**To do**: Each line from the one containing "Target: jacket with stars and stripes" to the final line of the listing below must be transcribed exactly; all others are left out.
--- START ---
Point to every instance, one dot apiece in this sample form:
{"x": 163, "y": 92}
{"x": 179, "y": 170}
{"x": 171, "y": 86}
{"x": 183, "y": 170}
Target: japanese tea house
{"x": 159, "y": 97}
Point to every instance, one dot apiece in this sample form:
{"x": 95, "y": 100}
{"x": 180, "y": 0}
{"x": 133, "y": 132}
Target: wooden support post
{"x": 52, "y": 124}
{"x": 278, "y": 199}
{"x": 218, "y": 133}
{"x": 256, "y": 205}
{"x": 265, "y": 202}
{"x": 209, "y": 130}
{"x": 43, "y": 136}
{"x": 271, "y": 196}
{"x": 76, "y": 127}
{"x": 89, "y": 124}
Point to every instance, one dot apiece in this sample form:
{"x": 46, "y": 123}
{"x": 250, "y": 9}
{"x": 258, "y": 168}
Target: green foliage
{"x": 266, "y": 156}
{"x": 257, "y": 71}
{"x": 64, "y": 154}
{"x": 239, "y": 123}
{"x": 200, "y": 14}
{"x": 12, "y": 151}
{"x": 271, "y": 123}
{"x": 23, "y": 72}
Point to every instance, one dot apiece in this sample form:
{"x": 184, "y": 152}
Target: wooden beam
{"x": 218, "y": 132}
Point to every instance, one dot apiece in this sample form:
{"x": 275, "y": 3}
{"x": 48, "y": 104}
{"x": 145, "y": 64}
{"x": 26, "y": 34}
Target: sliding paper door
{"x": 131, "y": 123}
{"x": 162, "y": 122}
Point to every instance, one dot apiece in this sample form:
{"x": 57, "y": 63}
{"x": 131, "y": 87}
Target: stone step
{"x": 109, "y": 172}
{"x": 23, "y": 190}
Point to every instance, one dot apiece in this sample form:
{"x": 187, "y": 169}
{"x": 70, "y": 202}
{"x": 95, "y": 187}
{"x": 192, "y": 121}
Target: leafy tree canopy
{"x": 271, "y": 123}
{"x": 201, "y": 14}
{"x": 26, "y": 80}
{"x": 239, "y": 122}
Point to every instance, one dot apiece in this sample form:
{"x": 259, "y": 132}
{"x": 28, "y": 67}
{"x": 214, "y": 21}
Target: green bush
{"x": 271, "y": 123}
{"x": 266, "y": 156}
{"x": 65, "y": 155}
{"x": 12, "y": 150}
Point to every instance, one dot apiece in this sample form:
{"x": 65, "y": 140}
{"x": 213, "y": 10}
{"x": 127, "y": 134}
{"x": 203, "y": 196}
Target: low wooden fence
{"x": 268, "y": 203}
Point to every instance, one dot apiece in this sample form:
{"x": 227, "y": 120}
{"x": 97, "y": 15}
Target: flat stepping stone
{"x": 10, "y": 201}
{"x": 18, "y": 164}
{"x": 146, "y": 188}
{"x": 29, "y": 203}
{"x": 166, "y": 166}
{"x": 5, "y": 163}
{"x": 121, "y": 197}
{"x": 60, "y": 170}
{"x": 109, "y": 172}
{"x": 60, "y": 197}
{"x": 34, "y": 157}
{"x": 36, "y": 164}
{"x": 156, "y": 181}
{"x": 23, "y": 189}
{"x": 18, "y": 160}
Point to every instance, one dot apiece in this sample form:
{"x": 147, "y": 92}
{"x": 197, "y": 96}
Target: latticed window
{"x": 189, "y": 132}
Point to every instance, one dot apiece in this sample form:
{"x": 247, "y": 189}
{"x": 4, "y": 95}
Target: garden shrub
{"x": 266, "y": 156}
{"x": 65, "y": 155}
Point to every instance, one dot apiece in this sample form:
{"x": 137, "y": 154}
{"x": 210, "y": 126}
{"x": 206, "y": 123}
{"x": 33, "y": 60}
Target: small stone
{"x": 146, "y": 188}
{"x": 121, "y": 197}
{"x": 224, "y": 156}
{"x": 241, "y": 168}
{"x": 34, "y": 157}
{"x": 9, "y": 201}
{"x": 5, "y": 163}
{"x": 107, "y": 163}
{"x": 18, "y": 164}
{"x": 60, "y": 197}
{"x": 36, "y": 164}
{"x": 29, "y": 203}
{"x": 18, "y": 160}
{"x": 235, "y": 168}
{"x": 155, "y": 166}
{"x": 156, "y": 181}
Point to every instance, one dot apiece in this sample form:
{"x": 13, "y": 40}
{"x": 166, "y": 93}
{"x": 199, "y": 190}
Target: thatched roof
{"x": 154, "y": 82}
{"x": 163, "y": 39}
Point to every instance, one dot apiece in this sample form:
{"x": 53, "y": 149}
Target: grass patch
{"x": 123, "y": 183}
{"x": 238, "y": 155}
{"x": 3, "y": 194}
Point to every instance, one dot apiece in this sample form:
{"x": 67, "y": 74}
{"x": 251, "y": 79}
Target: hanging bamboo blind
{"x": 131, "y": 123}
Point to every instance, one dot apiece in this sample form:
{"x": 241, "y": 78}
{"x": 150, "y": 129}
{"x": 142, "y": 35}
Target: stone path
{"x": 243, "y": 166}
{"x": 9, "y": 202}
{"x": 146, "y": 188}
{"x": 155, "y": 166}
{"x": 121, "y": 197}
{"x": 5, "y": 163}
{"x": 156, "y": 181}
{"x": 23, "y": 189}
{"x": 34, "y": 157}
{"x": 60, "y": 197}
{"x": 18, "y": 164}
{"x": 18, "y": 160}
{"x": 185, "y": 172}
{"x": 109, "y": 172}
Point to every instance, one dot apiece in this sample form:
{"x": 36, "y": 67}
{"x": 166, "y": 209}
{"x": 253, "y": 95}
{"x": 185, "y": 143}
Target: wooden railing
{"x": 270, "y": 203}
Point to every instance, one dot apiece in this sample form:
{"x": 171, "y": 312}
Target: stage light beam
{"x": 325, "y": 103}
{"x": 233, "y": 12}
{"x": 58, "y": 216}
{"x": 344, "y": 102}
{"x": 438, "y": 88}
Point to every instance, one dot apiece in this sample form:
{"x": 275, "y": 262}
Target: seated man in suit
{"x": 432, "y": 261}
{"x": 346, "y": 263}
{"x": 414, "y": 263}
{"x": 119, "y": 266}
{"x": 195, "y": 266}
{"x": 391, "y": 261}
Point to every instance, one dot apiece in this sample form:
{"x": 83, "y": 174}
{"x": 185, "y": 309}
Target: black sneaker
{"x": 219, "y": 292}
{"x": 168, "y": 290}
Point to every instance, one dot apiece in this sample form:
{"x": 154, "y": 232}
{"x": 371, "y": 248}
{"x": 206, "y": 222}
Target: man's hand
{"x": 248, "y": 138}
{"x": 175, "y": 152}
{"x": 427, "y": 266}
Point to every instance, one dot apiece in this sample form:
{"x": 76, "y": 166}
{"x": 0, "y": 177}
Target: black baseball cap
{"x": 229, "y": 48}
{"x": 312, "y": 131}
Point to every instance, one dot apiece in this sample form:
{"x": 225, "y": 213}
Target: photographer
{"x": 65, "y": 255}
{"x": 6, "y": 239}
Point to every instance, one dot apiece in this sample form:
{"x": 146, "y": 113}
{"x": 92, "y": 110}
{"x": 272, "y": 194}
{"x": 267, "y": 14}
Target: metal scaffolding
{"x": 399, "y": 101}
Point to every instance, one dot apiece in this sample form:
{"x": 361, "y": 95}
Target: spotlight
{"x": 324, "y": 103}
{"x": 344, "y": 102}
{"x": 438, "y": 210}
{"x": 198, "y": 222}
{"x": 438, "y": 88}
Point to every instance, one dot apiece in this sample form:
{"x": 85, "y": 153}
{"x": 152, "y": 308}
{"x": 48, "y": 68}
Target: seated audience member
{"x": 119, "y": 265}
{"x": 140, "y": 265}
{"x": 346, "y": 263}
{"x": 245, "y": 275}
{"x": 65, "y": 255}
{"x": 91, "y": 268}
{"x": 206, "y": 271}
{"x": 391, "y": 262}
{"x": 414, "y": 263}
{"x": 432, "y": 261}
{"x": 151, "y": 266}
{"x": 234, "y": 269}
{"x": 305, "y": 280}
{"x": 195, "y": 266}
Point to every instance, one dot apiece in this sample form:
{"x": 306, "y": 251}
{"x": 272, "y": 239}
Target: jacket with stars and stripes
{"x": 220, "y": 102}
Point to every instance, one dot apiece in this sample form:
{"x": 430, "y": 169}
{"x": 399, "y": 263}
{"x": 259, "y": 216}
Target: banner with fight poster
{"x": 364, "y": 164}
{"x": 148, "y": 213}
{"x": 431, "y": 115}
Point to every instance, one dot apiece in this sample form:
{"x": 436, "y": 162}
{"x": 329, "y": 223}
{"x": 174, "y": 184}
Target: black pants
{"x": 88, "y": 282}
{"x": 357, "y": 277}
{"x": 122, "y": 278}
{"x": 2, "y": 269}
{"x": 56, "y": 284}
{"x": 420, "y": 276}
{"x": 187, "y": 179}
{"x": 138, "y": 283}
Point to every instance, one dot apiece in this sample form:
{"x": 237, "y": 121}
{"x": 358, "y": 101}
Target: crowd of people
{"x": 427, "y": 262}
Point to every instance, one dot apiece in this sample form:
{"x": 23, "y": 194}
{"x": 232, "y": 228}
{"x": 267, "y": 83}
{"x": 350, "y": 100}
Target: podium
--- END ---
**Reply to the exercise**:
Target: jacket with stars and stripes
{"x": 220, "y": 102}
Point to every instance, one dot apiece in this sample form:
{"x": 430, "y": 169}
{"x": 399, "y": 263}
{"x": 259, "y": 216}
Target: banner with fight poster
{"x": 364, "y": 164}
{"x": 148, "y": 213}
{"x": 431, "y": 115}
Point to every instance, one dot apiece in this sample form:
{"x": 436, "y": 162}
{"x": 329, "y": 223}
{"x": 174, "y": 184}
Target: black pants
{"x": 88, "y": 282}
{"x": 357, "y": 277}
{"x": 122, "y": 278}
{"x": 2, "y": 269}
{"x": 56, "y": 284}
{"x": 420, "y": 276}
{"x": 187, "y": 179}
{"x": 138, "y": 283}
Point to every instance, one dot apiece in this sample form:
{"x": 237, "y": 121}
{"x": 358, "y": 101}
Target: crowd of people
{"x": 427, "y": 262}
Point to every instance, one dot apiece in this sample form:
{"x": 23, "y": 194}
{"x": 232, "y": 228}
{"x": 267, "y": 83}
{"x": 350, "y": 100}
Target: podium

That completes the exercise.